§ ВЫБРАННЫЙ ОТРЫВОК

Поэтика сна в устной прозе бурят
Автор: Данчинова Мария Даниловна
Журнал: Вестник Бурятского государственного университета. Философия @vestnik-bsu
Рубрика: Фольклористика
Статья в выпуске: 2, 2016 года.
Бесплатный доступ
В статье рассматриваются поэтические особенности устной прозы на основе анализа произведений западных (аларских) бурят, исповедующих шаманизм. В центре внимания находятся не собственно ритуально-процессуальные действия в отправлении данного культа, а эстетические и философские аспекты. Подвергнутые научному рассмотрению произведения устного творчества позволяют выявить общие параметры в духовной культуре народа. Несмотря на процессы универсализации в современном социуме картина мира, представленная в устных рассказах о чудесных снах, по-прежнему отражает традиционные черты, свойственные именно бурятскому менталитету. Рассказы раскрывают самобытную культуру, выражающуюся как в своеобразно религиозно-исповедальном плане, так и в уникальной духовной форме общения человека со всем природным миром. Мифологичность картины мира в устном рассказе свидетельствует о глубинных основах бурятской культуры в целом.
Устная проза, шаманизм, пространственно-временной континуум, традиционность, менталитет, картина мира
Короткий адрес: https://sciup.org/148183352
IDR: 148183352 | DOI: 10.18101/1994-0866-2016-2-231-238
Текст научной статьи Поэтика сна в устной прозе бурят
Устная проза бурят содержит богатые пласты народных воззрений. На современном этапе развития социума, несмотря на усилившуюся трансформацию традиционных представлений о мире, в обрядово-процессуальных действиях шаманизма западных бурят сохраняются черты мифологической синкретической картины видения. Тогда как происходящие процессы глобализации и универсализации таят в себе реальную угрозу культурнодуховной самоидентификации бурят. Не только собственно язык находится сейчас под угрозой исчезновения, но прежде всего сам дух народа. В этом плане обращение к жанрам фольклора, в частности к шаманским легендам, преданиям и устным рассказам, позволяет запечатлеть особенные черты бурятской культуры, что не должно раствориться во времени.

§ ЦЕЛЬ ЗАДАНИЯ
Продолжите статью о поэтике сна в устной прозе бурят, начиная сразу после её последнего предложения.

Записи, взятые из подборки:
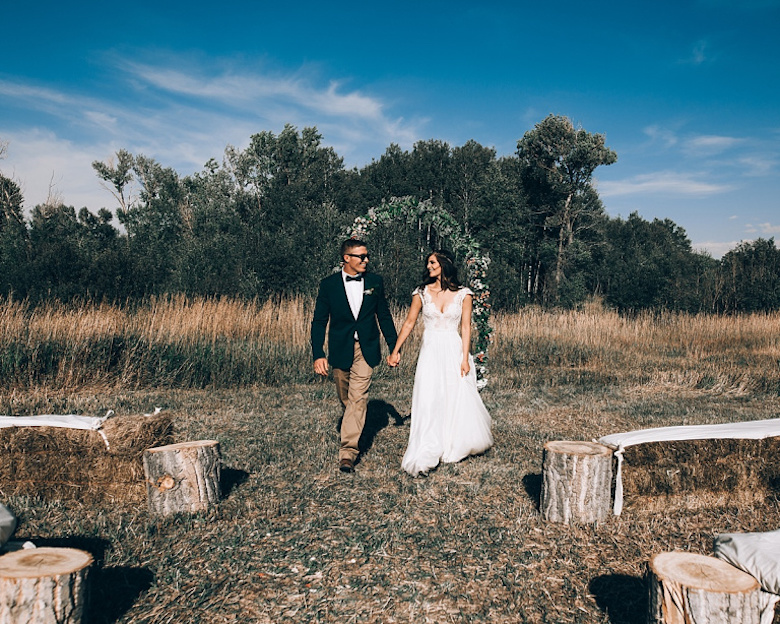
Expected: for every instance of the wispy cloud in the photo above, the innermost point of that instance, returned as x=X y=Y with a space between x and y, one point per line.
x=663 y=182
x=243 y=88
x=182 y=114
x=659 y=134
x=709 y=145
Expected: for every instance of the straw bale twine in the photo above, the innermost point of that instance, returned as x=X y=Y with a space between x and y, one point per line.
x=75 y=464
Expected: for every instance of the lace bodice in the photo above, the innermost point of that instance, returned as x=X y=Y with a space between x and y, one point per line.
x=449 y=319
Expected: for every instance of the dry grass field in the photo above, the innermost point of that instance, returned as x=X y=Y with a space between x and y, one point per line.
x=294 y=540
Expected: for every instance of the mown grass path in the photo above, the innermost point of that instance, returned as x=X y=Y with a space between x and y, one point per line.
x=294 y=540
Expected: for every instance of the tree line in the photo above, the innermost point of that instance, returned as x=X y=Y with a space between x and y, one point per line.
x=267 y=220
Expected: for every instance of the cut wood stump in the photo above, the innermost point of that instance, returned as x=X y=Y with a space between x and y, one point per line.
x=686 y=588
x=43 y=586
x=576 y=482
x=183 y=477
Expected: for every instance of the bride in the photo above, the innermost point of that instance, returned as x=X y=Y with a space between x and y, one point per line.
x=449 y=420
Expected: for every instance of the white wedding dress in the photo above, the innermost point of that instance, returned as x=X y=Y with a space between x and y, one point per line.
x=449 y=420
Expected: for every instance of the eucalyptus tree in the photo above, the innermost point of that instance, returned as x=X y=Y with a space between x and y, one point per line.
x=14 y=239
x=289 y=189
x=750 y=277
x=473 y=175
x=557 y=164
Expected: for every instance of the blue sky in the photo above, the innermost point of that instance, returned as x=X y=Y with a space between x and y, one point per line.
x=686 y=92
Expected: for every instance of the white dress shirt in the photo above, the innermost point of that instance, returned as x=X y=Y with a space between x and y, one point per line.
x=354 y=290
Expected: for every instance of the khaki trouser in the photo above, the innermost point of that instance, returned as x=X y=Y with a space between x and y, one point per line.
x=352 y=388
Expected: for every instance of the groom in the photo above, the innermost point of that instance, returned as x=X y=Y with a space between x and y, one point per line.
x=353 y=301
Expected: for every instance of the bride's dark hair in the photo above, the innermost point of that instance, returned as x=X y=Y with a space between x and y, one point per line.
x=449 y=272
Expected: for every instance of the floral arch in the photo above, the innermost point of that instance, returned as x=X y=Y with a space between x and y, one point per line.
x=414 y=212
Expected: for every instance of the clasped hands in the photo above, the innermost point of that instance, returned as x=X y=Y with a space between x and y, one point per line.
x=394 y=358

§ ОТВЕТ К ЗАДАНИЮ
В обрядово-ритуальных действиях бурятского шаманизма веками культивировалось установление гармоничного равновесия между природным миром и человеком. Не случайно М. Элиаде характеризовал шаманизм не как религию, а относил данное верование к совокупности «экстатических и терапевтических методик» [5, с. 318]. Ученый исходил из позиции шамана в момент отправления обряда, действия которого были направлены на установление связей со всем информационно-энергетически наполненным миром видимых и невидимых существ. Под невидимыми существами необходимо понимать наличие многочисленных духов, каких-либо носителей бесконечного информационно-энергетического пространства.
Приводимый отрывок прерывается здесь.